··· Text block ···
Bangladesh picks up influenza A(H3N2) outbreak despite COVID-19 challenges

WHO
Oct 15, 2022


Years of investment in influenza surveillance in Bangladesh has established a robust system that was capable of detecting a surge in co-circulating influenza A(H3N2) at a time when resources were primarily focused on tackling COVID-19.

Bangladesh has two sentinel surveillance platforms for monitoring influenza and severe respiratory diseases. These are jointly governed by the Institute of Epidemiology, Disease Control and Research and the International Centre for Diarrhoeal Disease Research. Both have benefited from long-standing investment from the Pandemic Influenza Preparedness Framework Partnership Contribution (PIP PC).

During the COVID-19 pandemic, these influenza surveillance systems were re-purposed to also monitor SARS-CoV-2. The surveillance focus during the pandemic was necessarily on the new SARS-CoV-2 virus. Yet the system still managed to detect an acute surge in influenza A(H3N2) cases in mid to late 2020 (during epidemiological weeks 35 to 45).

During those ten weeks, 245 cases of influenza {influenza A(H3N2)} were detected among 1588 collected samples of SARI and ILI by laboratory investigation. The government of Bangladesh used information and analysis from the laboratory and surveillance network to design and launch effective measures to manage the outbreak. As a result of these measures, coupled with the public health and social measures applied for containing COVID-19, influenza A(H3N2) cases gradually started decreasing from early October 2020. Later, selected specimens from the outbreak were sent to the WHO collaborating centre at the US Centres for Disease Control in Atlanta, United States to inform the WHO’s bi-annual vaccine composition meeting.
··· Dataset extract ···
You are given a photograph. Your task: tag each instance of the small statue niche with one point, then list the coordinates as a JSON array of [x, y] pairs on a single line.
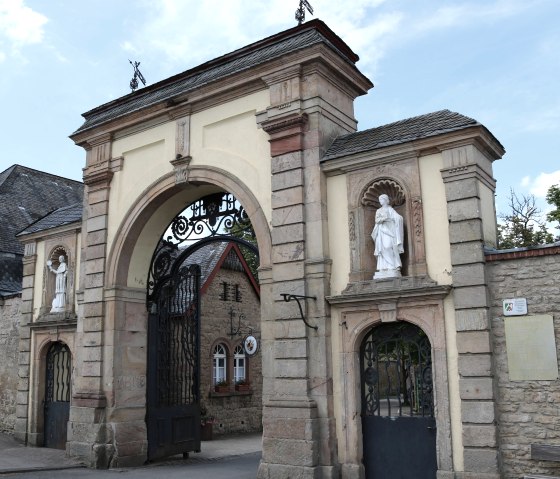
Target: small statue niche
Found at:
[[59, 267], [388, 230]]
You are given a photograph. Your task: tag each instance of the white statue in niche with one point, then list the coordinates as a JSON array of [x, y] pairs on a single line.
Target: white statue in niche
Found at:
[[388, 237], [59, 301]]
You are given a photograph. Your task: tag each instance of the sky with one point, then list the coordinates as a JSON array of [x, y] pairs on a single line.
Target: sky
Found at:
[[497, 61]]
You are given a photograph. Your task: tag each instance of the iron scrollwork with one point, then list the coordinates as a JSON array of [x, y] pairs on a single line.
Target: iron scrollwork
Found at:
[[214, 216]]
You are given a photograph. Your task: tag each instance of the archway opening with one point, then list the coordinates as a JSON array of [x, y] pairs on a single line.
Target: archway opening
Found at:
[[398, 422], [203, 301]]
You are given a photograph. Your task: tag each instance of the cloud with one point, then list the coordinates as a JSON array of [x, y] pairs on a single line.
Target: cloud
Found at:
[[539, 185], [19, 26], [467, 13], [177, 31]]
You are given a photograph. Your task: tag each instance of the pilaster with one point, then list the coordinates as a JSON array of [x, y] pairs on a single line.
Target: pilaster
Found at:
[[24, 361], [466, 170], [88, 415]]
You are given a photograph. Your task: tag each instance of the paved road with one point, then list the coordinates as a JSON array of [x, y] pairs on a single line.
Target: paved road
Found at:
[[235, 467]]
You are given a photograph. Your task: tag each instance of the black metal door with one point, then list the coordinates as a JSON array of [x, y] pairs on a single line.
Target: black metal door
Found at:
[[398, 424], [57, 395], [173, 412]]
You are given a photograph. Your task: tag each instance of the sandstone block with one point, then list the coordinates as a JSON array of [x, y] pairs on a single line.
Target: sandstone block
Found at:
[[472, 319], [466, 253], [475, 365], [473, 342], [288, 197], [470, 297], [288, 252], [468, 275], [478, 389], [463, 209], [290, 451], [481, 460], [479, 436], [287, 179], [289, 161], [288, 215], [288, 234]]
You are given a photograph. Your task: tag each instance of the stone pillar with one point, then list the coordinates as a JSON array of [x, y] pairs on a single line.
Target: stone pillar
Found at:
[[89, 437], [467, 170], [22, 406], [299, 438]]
···
··· Dataset extract ···
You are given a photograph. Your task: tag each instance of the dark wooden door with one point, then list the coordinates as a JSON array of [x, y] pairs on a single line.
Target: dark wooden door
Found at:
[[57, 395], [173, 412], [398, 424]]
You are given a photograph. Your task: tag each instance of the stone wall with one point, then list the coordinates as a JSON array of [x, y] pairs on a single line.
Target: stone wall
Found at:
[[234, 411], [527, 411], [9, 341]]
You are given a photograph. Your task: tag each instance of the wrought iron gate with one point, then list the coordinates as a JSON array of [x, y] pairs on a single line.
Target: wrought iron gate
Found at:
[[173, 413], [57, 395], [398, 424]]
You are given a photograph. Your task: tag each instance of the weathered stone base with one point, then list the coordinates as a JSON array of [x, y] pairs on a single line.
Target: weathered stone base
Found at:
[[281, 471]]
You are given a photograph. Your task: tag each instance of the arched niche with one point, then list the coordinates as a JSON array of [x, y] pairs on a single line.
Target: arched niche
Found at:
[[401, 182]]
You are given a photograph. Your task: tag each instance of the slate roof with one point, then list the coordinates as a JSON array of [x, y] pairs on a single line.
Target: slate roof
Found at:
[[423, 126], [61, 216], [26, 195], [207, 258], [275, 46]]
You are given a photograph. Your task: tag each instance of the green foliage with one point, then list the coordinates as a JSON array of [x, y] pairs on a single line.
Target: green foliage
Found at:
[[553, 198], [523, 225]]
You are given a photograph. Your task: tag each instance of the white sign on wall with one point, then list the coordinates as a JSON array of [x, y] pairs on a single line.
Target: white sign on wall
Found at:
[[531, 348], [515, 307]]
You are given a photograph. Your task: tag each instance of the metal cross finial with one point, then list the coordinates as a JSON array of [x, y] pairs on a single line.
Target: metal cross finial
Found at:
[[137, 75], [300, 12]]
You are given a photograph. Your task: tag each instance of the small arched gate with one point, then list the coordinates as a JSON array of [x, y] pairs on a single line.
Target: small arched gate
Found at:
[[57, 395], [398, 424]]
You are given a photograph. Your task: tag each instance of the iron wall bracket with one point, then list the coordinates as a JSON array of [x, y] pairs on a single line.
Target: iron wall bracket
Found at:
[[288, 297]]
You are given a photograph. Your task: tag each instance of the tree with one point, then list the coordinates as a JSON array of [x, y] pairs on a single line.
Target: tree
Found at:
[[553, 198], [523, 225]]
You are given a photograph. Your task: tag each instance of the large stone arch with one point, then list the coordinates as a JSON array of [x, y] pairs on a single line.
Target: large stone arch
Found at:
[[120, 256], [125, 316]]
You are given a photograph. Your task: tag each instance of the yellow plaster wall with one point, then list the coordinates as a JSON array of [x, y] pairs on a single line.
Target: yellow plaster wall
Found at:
···
## [Set of tasks]
(a) Answer these questions using the Bangladesh influenza article.
(i) Which two institutions jointly govern Bangladesh's sentinel surveillance platforms?
(ii) During which epidemiological weeks of 2020 did the surge in influenza A(H3N2) cases occur?
(iii) Where were selected specimens from the outbreak sent?
(b) Copy out everything in the Bangladesh influenza article from "Bangladesh has two" down to "weeks 35 to 45).".

## [Completed exercise]
(a)
(i) The Institute of Epidemiology, Disease Control and Research and the International Centre for Diarrhoeal Disease Research.
(ii) Weeks 35 to 45.
(iii) To the WHO collaborating centre at the US Centres for Disease Control in Atlanta, United States.

(b)
Bangladesh has two sentinel surveillance platforms for monitoring influenza and severe respiratory diseases. These are jointly governed by the Institute of Epidemiology, Disease Control and Research and the International Centre for Diarrhoeal Disease Research. Both have benefited from long-standing investment from the Pandemic Influenza Preparedness Framework Partnership Contribution (PIP PC).

During the COVID-19 pandemic, these influenza surveillance systems were re-purposed to also monitor SARS-CoV-2. The surveillance focus during the pandemic was necessarily on the new SARS-CoV-2 virus. Yet the system still managed to detect an acute surge in influenza A(H3N2) cases in mid to late 2020 (during epidemiological weeks 35 to 45).